• WHAT THIS TASK INVOLVES
Please present all of these rows as a numbered list, leaving out any blank lines.

• EXCERPTED RECORDS
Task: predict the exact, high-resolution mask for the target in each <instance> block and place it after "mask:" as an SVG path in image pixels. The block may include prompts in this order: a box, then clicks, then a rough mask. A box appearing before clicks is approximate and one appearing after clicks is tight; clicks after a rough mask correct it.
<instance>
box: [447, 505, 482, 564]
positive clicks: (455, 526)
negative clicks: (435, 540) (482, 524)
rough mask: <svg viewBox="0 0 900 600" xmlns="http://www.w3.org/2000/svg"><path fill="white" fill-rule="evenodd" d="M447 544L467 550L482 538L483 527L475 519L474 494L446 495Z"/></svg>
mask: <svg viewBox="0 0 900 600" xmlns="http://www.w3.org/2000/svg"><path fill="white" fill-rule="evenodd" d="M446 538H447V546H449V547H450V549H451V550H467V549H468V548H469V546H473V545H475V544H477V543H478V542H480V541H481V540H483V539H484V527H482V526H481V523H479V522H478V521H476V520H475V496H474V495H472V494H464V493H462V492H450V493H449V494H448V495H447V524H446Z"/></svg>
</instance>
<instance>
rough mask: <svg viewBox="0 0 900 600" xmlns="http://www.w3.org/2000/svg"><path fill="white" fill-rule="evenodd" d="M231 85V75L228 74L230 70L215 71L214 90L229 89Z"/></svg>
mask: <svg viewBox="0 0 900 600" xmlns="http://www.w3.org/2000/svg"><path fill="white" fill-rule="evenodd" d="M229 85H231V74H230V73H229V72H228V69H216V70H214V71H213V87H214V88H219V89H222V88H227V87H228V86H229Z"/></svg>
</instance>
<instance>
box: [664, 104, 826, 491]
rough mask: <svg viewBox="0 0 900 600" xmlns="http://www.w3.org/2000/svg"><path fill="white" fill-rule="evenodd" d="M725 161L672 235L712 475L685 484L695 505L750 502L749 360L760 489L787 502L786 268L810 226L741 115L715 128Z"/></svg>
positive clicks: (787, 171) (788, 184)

• SOLUTION TO THE PROBLEM
1. Task: predict the exact, high-resolution mask for the target in each <instance> block and place it after "mask:" as an SVG path in image pixels. The block may include prompts in this order: a box, then clicks, then a rough mask. A box appearing before clicks is approximate and one appearing after clicks is tight; clicks after a rough mask correct it.
2. <instance>
3. box: [447, 505, 482, 564]
4. positive clicks: (455, 526)
5. negative clicks: (435, 540) (482, 524)
6. rough mask: <svg viewBox="0 0 900 600" xmlns="http://www.w3.org/2000/svg"><path fill="white" fill-rule="evenodd" d="M447 544L467 550L482 538L483 527L475 519L474 494L446 495Z"/></svg>
7. mask: <svg viewBox="0 0 900 600" xmlns="http://www.w3.org/2000/svg"><path fill="white" fill-rule="evenodd" d="M446 538H447V546H449V547H450V549H451V550H467V549H468V548H469V546H473V545H475V544H477V543H478V542H480V541H481V540H483V539H484V527H482V526H481V523H479V522H478V521H476V520H475V496H474V495H472V494H464V493H462V492H450V493H449V494H448V495H447V524H446Z"/></svg>
8. </instance>
9. <instance>
10. rough mask: <svg viewBox="0 0 900 600" xmlns="http://www.w3.org/2000/svg"><path fill="white" fill-rule="evenodd" d="M231 85V75L228 74L230 70L215 71L214 90L229 89Z"/></svg>
11. mask: <svg viewBox="0 0 900 600" xmlns="http://www.w3.org/2000/svg"><path fill="white" fill-rule="evenodd" d="M229 85H231V74H230V73H229V72H228V69H216V70H214V71H213V87H214V88H219V89H222V88H227V87H228V86H229Z"/></svg>
12. </instance>
13. <instance>
14. box: [664, 104, 826, 491]
15. rough mask: <svg viewBox="0 0 900 600" xmlns="http://www.w3.org/2000/svg"><path fill="white" fill-rule="evenodd" d="M725 161L672 235L712 475L685 484L695 505L750 502L749 360L760 489L787 502L786 268L810 226L741 115L715 128Z"/></svg>
16. positive clicks: (787, 171) (788, 184)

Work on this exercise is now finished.